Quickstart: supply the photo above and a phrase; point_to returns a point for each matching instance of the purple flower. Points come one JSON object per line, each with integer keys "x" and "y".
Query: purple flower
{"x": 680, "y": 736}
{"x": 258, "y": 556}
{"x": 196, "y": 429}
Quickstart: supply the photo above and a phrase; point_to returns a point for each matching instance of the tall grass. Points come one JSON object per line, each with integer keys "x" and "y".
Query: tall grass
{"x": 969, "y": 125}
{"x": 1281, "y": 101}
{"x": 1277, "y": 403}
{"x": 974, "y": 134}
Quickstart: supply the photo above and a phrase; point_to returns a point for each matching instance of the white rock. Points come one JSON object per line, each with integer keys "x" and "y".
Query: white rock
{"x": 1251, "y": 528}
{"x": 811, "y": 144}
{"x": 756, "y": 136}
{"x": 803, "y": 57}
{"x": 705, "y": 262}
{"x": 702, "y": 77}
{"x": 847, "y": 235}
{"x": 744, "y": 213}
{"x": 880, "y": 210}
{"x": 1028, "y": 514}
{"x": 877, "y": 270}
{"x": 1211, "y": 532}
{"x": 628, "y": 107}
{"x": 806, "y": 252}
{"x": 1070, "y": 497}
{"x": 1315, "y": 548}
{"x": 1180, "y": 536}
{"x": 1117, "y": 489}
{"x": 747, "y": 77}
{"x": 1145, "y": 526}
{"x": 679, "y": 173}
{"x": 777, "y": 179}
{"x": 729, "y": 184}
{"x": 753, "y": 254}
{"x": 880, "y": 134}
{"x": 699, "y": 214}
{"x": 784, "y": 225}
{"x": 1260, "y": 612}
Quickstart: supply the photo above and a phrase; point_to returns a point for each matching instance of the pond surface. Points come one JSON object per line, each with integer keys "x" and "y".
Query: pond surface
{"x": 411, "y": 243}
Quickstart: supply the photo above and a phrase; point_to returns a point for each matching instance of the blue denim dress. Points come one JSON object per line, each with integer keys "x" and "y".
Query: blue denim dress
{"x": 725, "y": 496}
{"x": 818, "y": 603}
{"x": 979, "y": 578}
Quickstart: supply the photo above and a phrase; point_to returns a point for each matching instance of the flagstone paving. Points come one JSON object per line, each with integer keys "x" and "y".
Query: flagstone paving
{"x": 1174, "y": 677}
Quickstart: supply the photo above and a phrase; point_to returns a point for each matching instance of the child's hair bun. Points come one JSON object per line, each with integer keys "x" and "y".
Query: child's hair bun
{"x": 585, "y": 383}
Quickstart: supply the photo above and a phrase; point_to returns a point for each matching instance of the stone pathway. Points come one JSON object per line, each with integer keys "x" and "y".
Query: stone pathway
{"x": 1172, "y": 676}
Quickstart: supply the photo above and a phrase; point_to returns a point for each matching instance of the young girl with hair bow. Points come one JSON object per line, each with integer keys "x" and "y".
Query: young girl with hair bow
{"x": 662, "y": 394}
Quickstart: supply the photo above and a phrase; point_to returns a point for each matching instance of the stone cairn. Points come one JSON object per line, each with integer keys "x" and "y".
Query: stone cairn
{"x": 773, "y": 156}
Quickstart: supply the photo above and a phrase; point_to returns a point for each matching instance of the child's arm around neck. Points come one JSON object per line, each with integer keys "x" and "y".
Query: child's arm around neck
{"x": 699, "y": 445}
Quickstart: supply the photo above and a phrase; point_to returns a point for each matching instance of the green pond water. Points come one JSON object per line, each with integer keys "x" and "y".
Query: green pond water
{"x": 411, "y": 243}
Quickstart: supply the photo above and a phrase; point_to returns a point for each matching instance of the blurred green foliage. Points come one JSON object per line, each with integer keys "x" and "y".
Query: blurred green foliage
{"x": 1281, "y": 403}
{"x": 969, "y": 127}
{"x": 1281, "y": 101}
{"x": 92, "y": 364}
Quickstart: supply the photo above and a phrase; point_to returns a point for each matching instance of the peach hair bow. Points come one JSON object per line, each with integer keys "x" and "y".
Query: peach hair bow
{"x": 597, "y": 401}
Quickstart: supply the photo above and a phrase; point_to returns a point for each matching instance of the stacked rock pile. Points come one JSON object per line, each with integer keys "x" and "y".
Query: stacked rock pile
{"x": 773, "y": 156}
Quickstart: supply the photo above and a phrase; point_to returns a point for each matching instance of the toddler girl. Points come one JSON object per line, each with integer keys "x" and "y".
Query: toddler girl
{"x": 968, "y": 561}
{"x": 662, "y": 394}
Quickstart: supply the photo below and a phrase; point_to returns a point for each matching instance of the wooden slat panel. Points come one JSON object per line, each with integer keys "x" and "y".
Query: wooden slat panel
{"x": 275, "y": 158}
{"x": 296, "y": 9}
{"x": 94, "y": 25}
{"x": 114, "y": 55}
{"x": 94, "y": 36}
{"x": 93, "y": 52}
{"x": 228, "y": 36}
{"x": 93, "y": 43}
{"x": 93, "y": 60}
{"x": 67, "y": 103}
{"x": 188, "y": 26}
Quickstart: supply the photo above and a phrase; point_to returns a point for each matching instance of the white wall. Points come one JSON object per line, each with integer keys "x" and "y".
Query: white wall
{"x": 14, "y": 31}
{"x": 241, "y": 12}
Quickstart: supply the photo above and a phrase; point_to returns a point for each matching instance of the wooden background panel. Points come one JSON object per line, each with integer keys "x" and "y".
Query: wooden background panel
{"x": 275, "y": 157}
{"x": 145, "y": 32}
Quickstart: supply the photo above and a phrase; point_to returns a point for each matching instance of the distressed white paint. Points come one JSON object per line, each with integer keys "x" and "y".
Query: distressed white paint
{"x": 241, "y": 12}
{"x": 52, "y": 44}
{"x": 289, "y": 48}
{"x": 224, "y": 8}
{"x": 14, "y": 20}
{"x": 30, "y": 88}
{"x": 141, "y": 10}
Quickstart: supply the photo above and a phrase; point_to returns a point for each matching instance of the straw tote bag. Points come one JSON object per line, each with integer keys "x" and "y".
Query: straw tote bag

# # #

▶ _Exercise directions_
Repeat every record, keeping each word and mark exactly as it is.

▶ _Correct response_
Quickstart: supply the photo above and a phrase; point_to returns a point for each matching instance of the purple flower. Points come one JSON object per line, each with integer keys "x" and "y".
Query: purple flower
{"x": 680, "y": 736}
{"x": 258, "y": 556}
{"x": 196, "y": 429}
Quickstart: supply the photo above and a phrase; point_to returns a point for each matching instance of the tall grass. Points come one JSON object per line, each with integer keys "x" and "y".
Query: tall grass
{"x": 969, "y": 125}
{"x": 1281, "y": 101}
{"x": 1277, "y": 403}
{"x": 974, "y": 134}
Quickstart: supply the photo above and a phrase; point_to returns a point for each matching instance of the white rock. Points come one JSON object per line, each with integer keys "x" and "y".
Query: white rock
{"x": 1251, "y": 528}
{"x": 811, "y": 144}
{"x": 756, "y": 136}
{"x": 803, "y": 57}
{"x": 705, "y": 262}
{"x": 702, "y": 77}
{"x": 847, "y": 235}
{"x": 744, "y": 213}
{"x": 880, "y": 210}
{"x": 1028, "y": 514}
{"x": 877, "y": 270}
{"x": 1211, "y": 532}
{"x": 628, "y": 107}
{"x": 806, "y": 252}
{"x": 1070, "y": 497}
{"x": 1315, "y": 548}
{"x": 1180, "y": 536}
{"x": 1117, "y": 489}
{"x": 747, "y": 77}
{"x": 1145, "y": 526}
{"x": 679, "y": 173}
{"x": 777, "y": 179}
{"x": 729, "y": 184}
{"x": 753, "y": 254}
{"x": 880, "y": 134}
{"x": 699, "y": 214}
{"x": 784, "y": 225}
{"x": 1260, "y": 612}
Quickstart: supply the photo above and a phrase; point_to returns a point for each matching instance of the pond surface. Points come one JSON object per line, each with integer keys "x" and "y".
Query: pond surface
{"x": 411, "y": 243}
Quickstart: supply the photo above and a phrase; point_to returns a point for each matching instance of the blue denim dress. Points come one JSON object per line, each with integer keys "x" and "y".
Query: blue denim dress
{"x": 725, "y": 496}
{"x": 818, "y": 603}
{"x": 979, "y": 578}
Quickstart: supply the photo above and a phrase; point_to returns a point for each matching instance of the flagstone paving. Points come one JSON object per line, each with integer keys "x" and "y".
Query: flagstone paving
{"x": 1174, "y": 677}
Quickstart: supply the photo above and a phrase; point_to returns a point for each matching instance of the child's hair bun. Points come one JSON object per line, each with integer keys "x" and "y".
Query: child's hair bun
{"x": 585, "y": 383}
Quickstart: supply the photo above and a phrase; point_to returns a point for each matching instance of the stone pathway. Points come one JSON object per line, each with integer keys "x" and "y".
Query: stone pathway
{"x": 1172, "y": 676}
Quickstart: supply the photo above and a phrase; point_to returns a point for each matching instance of the young girl with hair bow. Points come one JSON object per line, each with integer keys "x" and "y".
Query: young girl with hair bow
{"x": 662, "y": 394}
Quickstart: supply the photo above and a phrase; point_to returns a point for each matching instance of the stone cairn. Points come one JSON object per line, each with integer keys "x" and "y".
Query: stone cairn
{"x": 773, "y": 156}
Quickstart: supply the photo above and a phrase; point_to returns a point for each matching instance of the child's arm around neck. Points come one JSON object per line, each with integer keys "x" and "y".
Query: child's arm around neck
{"x": 699, "y": 445}
Quickstart: supply the photo above and a phrase; point_to returns a point for each matching instance of the green pond water. Points come one JSON object per line, each with integer keys "x" and "y".
Query: green pond water
{"x": 411, "y": 243}
Quickstart: supply the photo above and a phrase; point_to returns a point for each matching instance of the blurred green foliage. Points come one JSON object per line, each with integer keys "x" and "y".
Query: blurred green foliage
{"x": 1281, "y": 403}
{"x": 969, "y": 127}
{"x": 1281, "y": 101}
{"x": 92, "y": 364}
Quickstart: supply the photo above and a phrase; point_to returns a point for each matching instance of the peach hair bow. Points come one JSON object per line, each with integer keys "x" and "y".
Query: peach hair bow
{"x": 597, "y": 401}
Quickstart: supply the photo above and a phrase; point_to returns a point for each matching instance of the stacked rock pile. Points come one JSON object per line, each with integer keys "x" and "y".
Query: stacked rock pile
{"x": 773, "y": 156}
Quickstart: supply the photo above and a phrase; point_to returns a point for each matching instance of the toddler girl. Points come one JSON object per line, each with integer keys "x" and "y".
Query: toddler girl
{"x": 968, "y": 561}
{"x": 662, "y": 394}
Quickstart: supply the photo below and a phrase; point_to returns a point for each matching instance of the wooden slat panel. Points come one JSON object per line, each with integer keys "x" and "y".
Query: wooden slat panel
{"x": 275, "y": 158}
{"x": 296, "y": 9}
{"x": 94, "y": 25}
{"x": 114, "y": 55}
{"x": 94, "y": 36}
{"x": 93, "y": 52}
{"x": 228, "y": 36}
{"x": 93, "y": 43}
{"x": 93, "y": 60}
{"x": 67, "y": 103}
{"x": 188, "y": 26}
Quickstart: supply the photo above and a phrase; point_to returns a point for each matching instance of the white wall. Points come one JSON object per line, each with integer keys "x" and "y".
Query: white wall
{"x": 14, "y": 31}
{"x": 241, "y": 12}
Quickstart: supply the photo above and a phrase; point_to returns a point for each matching instance of the wooden background panel. Points come one JSON object per line, each with integer keys "x" and "y".
Query: wooden background panel
{"x": 275, "y": 157}
{"x": 145, "y": 32}
Quickstart: supply the photo above and a phrase; point_to returns a point for each matching instance of the distressed white paint. Points come one JSON object per line, each with integer keys "x" and "y".
Query: distressed white paint
{"x": 241, "y": 12}
{"x": 52, "y": 44}
{"x": 289, "y": 48}
{"x": 224, "y": 8}
{"x": 14, "y": 20}
{"x": 30, "y": 88}
{"x": 141, "y": 10}
Quickstart: supply the photo above and a phrase; point_to returns a point for each matching instance of the straw tote bag. Points come one JSON object per line, each with integer keys "x" and "y".
Query: straw tote bag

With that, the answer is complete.